Exercise:
In the passage on St Basil, what was the "city" of mercy that Basil built for the needy called?

Page excerpt:

<<<<

In speaking of monasticism, the Servant of God John Paul II wrote: "For this
reason many people think that the essential structure of the life of the Church, monasticism,
was established, for all time, mainly by St Basil; or that, at least, it was not defined
in its more specific nature without his decisive contribution" (Apostolic Letter Patres
Ecclesiae, n. 2, January 1980; L'Osservatore Romano English edition, 25 February,
p. 6).
As the Bishop and Pastor of his vast Diocese Basil was constantly concerned
with the difficult material conditions in which his faithful lived; he firmly denounced
the evils; he did all he could on behalf of the poorest and most marginalized people;
he also intervened with rulers to alleviate the sufferings of the population, especially
in times of disaster; he watched over the Church's freedom, opposing even the powerful
in order to defend the right to profess the true faith (cf. Gregory of Nazianzus,
Oratio 43, 48-51 in laudem Basilii: PG 36, 557c-561c).
Basil bore an effective
witness to God, who is love and charity, by building for the needy various institutions
(cf. Basil, Letter 94: PG 32, 488bc), virtually a "city" of mercy, called "Basiliade"

>>>>

Raw data:
<<<<

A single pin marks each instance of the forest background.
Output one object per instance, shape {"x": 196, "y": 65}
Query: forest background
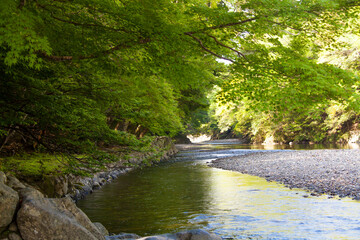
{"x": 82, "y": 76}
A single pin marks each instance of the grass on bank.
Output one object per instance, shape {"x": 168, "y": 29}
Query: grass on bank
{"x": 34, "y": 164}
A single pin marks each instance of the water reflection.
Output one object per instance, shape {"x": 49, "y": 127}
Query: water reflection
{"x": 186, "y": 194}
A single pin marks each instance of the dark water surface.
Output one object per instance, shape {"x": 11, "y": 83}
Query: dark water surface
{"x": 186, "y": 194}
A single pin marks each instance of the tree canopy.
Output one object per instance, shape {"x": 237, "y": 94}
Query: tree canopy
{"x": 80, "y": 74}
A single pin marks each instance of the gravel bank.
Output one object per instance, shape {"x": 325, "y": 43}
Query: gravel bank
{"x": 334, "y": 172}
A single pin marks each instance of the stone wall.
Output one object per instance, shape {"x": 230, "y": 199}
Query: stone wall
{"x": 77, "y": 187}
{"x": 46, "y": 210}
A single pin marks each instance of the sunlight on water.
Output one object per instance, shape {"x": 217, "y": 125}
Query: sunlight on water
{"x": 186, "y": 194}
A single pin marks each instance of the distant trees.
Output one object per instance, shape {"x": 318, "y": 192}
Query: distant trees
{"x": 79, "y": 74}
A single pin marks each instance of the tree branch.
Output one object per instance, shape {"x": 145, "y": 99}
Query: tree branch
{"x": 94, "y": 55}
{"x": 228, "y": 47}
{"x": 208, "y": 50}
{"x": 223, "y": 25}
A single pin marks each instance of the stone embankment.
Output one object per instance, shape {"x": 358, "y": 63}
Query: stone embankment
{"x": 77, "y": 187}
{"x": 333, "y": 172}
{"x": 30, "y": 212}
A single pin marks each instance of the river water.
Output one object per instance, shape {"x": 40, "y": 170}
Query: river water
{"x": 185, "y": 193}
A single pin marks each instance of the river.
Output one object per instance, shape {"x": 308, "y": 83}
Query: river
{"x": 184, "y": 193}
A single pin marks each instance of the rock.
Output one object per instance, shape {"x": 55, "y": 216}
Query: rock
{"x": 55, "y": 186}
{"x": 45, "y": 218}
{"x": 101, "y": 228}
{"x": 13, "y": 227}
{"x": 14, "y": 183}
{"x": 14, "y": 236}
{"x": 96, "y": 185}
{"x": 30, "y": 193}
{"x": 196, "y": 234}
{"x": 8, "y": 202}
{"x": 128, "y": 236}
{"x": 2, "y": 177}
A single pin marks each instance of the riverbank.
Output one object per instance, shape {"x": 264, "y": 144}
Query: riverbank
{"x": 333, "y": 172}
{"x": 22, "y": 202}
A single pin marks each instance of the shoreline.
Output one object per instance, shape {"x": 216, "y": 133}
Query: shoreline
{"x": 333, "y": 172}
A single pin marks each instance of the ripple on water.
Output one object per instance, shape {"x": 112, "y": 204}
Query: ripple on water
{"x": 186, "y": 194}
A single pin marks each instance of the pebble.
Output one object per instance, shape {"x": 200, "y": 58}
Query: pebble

>>>>
<<<<

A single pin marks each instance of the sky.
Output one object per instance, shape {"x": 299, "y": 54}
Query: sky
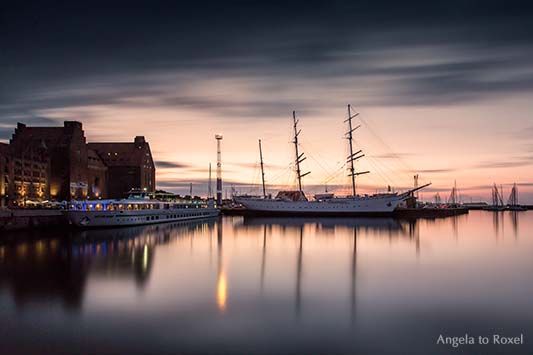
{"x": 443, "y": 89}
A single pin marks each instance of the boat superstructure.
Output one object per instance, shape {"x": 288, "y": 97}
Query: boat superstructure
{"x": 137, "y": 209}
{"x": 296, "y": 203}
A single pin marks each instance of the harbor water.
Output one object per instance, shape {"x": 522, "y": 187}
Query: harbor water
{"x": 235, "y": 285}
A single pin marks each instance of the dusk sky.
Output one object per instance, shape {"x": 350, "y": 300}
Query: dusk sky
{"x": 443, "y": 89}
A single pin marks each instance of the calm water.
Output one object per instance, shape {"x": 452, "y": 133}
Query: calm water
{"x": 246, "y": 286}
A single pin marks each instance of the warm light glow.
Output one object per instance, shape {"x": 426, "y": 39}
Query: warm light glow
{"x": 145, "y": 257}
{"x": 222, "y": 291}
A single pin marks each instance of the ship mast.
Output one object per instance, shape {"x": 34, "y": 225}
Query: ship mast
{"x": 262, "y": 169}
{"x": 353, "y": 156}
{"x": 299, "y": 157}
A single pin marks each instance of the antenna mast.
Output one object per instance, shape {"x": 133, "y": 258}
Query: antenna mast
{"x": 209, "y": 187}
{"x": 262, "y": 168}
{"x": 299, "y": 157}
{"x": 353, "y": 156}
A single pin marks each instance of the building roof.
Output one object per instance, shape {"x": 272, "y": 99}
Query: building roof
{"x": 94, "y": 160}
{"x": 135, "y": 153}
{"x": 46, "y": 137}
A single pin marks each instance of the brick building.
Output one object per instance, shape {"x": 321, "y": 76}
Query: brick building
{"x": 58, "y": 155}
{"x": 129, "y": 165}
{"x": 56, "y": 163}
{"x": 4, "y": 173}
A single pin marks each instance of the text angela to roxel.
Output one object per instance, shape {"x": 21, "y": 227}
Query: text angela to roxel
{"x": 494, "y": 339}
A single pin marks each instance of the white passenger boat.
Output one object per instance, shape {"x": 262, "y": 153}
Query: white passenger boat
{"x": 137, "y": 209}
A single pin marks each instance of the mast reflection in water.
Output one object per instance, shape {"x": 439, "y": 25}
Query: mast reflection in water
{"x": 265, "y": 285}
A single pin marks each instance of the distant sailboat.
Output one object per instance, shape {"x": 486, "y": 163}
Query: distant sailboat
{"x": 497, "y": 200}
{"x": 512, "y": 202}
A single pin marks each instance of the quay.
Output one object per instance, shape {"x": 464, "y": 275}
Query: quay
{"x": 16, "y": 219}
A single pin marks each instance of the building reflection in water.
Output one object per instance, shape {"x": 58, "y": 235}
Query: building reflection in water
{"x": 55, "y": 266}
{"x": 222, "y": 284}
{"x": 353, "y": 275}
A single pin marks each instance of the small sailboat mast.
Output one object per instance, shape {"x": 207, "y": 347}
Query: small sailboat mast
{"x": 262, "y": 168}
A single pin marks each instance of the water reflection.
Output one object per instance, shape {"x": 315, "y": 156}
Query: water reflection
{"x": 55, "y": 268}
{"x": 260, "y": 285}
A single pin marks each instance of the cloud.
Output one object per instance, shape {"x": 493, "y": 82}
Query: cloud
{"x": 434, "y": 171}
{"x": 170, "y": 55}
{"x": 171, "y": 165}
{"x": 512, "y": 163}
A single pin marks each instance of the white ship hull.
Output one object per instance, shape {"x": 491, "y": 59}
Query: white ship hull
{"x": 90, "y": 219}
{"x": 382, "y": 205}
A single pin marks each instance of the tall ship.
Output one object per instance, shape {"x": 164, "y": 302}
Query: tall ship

>>>>

Exercise solution:
It was called "Basiliade."